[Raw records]
□ □ □ □

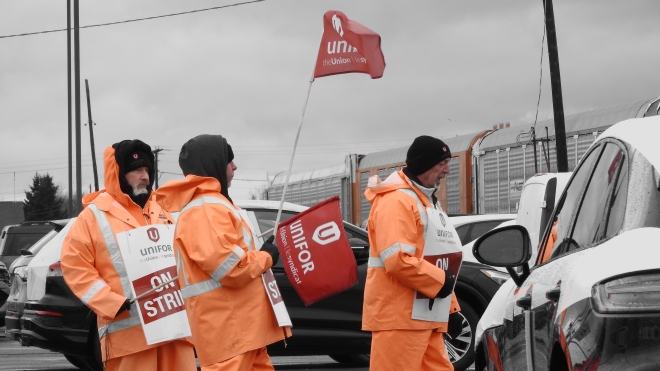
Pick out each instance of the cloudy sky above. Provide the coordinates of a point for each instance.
(453, 67)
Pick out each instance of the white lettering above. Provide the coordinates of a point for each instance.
(308, 267)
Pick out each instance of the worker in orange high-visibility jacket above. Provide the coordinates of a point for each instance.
(94, 270)
(220, 269)
(401, 222)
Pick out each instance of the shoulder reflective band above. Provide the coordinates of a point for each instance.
(120, 268)
(124, 324)
(96, 287)
(422, 210)
(203, 287)
(378, 262)
(247, 236)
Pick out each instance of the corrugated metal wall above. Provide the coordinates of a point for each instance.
(311, 192)
(453, 187)
(503, 172)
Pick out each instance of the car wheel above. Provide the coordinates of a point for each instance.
(353, 359)
(461, 349)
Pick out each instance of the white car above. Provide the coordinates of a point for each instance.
(590, 300)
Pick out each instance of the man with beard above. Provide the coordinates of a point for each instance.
(93, 268)
(220, 269)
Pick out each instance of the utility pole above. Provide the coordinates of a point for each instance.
(555, 80)
(91, 139)
(68, 90)
(156, 152)
(76, 47)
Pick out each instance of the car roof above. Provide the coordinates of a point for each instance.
(458, 221)
(637, 133)
(269, 204)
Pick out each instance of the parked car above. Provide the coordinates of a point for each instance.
(55, 319)
(470, 227)
(15, 238)
(18, 281)
(592, 302)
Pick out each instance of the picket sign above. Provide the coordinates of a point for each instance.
(315, 253)
(442, 248)
(268, 278)
(149, 260)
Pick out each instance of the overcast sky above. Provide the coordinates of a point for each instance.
(453, 67)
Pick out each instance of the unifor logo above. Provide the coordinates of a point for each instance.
(153, 234)
(326, 233)
(336, 24)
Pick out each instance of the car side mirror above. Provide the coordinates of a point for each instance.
(507, 247)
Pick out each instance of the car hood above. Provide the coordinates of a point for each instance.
(37, 269)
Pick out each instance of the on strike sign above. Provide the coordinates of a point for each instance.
(149, 260)
(316, 254)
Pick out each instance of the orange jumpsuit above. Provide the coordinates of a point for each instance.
(94, 272)
(396, 270)
(230, 315)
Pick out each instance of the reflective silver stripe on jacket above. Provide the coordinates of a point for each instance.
(422, 210)
(96, 287)
(228, 264)
(378, 262)
(203, 287)
(120, 268)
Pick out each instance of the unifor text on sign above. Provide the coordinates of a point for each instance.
(149, 260)
(315, 252)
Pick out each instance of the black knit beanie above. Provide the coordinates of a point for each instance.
(426, 152)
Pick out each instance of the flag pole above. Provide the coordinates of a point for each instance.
(295, 144)
(293, 153)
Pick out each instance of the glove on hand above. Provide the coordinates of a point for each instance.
(270, 248)
(455, 325)
(125, 306)
(448, 287)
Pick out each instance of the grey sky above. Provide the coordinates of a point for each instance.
(453, 67)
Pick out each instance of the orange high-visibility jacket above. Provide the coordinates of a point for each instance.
(219, 272)
(394, 220)
(94, 271)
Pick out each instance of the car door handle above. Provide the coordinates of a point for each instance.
(553, 294)
(525, 302)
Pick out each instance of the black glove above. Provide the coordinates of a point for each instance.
(455, 325)
(125, 306)
(448, 287)
(270, 248)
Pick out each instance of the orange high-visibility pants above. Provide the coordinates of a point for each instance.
(172, 356)
(254, 360)
(409, 350)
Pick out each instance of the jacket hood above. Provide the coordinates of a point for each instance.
(114, 178)
(396, 180)
(175, 194)
(206, 156)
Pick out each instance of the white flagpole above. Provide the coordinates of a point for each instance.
(293, 153)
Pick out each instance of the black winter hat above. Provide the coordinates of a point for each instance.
(426, 152)
(135, 160)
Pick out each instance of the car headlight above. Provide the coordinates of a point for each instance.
(495, 275)
(634, 293)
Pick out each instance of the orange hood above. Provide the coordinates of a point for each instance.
(110, 181)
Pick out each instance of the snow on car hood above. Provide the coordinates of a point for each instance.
(38, 268)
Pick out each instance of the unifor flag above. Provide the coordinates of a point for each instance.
(317, 257)
(347, 46)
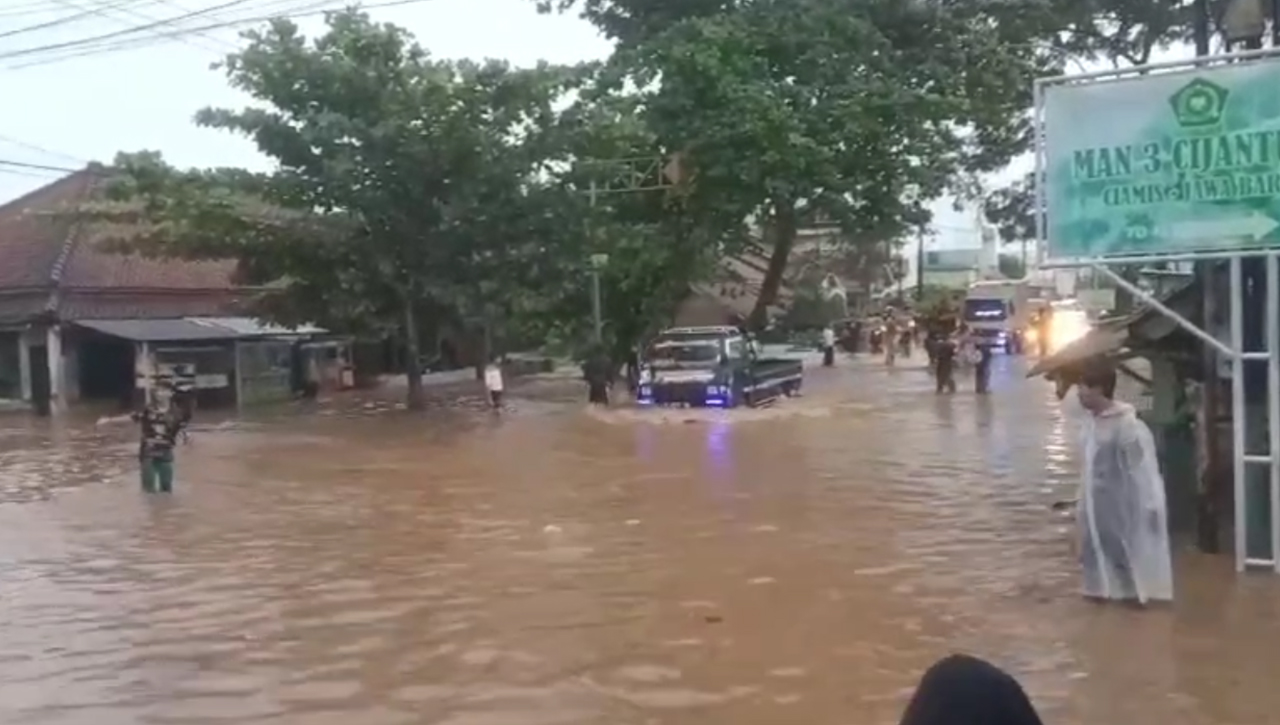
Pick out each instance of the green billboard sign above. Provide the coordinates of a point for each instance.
(1166, 163)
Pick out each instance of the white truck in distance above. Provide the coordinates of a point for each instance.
(999, 310)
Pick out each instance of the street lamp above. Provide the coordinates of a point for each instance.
(598, 263)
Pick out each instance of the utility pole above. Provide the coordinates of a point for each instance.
(598, 263)
(624, 176)
(1208, 493)
(919, 264)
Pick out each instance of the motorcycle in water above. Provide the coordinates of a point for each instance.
(876, 340)
(904, 342)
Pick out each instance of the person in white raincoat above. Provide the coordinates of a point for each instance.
(1121, 518)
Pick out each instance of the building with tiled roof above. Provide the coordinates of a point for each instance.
(55, 276)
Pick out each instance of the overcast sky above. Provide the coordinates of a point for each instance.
(64, 108)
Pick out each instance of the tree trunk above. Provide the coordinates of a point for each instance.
(784, 228)
(412, 372)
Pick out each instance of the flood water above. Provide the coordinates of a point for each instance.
(553, 565)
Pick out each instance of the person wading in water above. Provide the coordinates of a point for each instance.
(1121, 516)
(597, 373)
(160, 424)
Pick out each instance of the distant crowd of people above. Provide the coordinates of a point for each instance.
(949, 343)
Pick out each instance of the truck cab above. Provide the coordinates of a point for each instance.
(712, 366)
(999, 311)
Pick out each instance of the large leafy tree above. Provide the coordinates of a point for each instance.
(860, 109)
(405, 185)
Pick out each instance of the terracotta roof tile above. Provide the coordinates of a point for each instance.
(42, 251)
(85, 305)
(90, 267)
(31, 241)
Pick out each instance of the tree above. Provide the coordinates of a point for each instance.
(656, 249)
(1011, 267)
(424, 177)
(862, 109)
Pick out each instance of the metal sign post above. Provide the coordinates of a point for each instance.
(1179, 162)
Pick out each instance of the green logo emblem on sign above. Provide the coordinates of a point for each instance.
(1200, 103)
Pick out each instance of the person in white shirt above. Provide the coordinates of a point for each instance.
(493, 382)
(828, 346)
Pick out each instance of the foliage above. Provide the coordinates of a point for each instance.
(403, 186)
(1011, 265)
(859, 110)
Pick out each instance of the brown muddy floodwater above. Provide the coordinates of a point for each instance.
(361, 565)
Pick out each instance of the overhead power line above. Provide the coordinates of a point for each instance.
(63, 21)
(156, 32)
(39, 167)
(123, 32)
(208, 41)
(40, 149)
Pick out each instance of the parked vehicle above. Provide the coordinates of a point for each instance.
(999, 311)
(713, 366)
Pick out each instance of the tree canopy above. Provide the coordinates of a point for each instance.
(856, 110)
(410, 191)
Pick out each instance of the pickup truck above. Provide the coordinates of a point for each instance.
(713, 366)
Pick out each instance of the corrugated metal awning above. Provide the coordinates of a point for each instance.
(188, 329)
(179, 329)
(250, 327)
(1097, 341)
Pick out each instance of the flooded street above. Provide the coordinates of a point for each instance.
(563, 566)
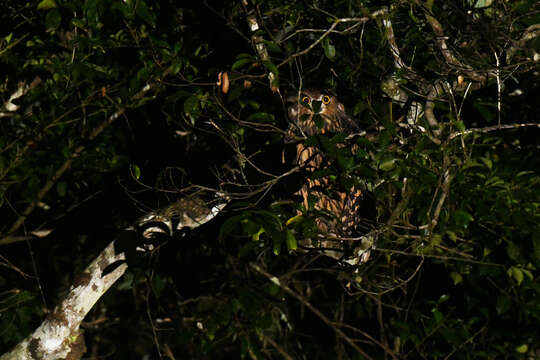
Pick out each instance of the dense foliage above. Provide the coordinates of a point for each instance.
(118, 112)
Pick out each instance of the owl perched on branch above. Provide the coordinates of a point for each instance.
(314, 112)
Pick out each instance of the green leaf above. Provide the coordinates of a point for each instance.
(238, 64)
(503, 304)
(136, 171)
(144, 13)
(462, 218)
(261, 117)
(191, 105)
(271, 67)
(387, 164)
(257, 235)
(456, 277)
(290, 240)
(228, 225)
(46, 5)
(61, 188)
(512, 250)
(277, 240)
(329, 49)
(53, 20)
(516, 273)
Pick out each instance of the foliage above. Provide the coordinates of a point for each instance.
(121, 113)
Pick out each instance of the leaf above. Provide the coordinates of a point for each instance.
(516, 273)
(61, 188)
(329, 48)
(277, 240)
(241, 63)
(144, 13)
(136, 171)
(290, 240)
(503, 304)
(228, 225)
(46, 5)
(387, 164)
(462, 218)
(191, 105)
(53, 20)
(271, 67)
(456, 277)
(257, 235)
(261, 117)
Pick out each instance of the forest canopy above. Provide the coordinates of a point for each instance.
(113, 110)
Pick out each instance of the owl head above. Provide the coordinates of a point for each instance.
(316, 111)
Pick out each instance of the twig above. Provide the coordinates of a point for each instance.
(490, 129)
(307, 304)
(276, 346)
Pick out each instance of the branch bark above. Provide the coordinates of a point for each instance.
(60, 336)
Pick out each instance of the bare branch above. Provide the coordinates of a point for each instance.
(306, 303)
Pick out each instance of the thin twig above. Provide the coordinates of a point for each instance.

□ □ □ □

#### Task
Quote the line that contains "Pick out each instance of the leaf" and each line after it through the end of the data, exactly, leaving out everything else.

#### Exercise response
Pick out each instance of the leaf above. Provide the coordinates of a point for each instance.
(516, 273)
(61, 188)
(329, 48)
(277, 240)
(241, 63)
(144, 13)
(136, 171)
(290, 240)
(503, 304)
(228, 225)
(46, 5)
(387, 164)
(462, 218)
(191, 105)
(53, 20)
(271, 67)
(456, 277)
(257, 235)
(261, 117)
Pick out each instance of the forest canopy above. Provide the coordinates of a point for each instance.
(113, 110)
Pick out each instance of the owl head above. Provide the coordinates of a point for each instance.
(316, 111)
Pick out each instance of the twig above. Provide the coordinates of a point for each instance.
(490, 129)
(307, 304)
(276, 346)
Pick out each instance of the branch bark above. Provide the coordinates of a point for each instance.
(60, 336)
Pick out each instance of the bare branch above. Provide the coordinates of a point for each instance.
(306, 303)
Pick out each instance of the thin twig above. Provide the coordinates of a point for each instance.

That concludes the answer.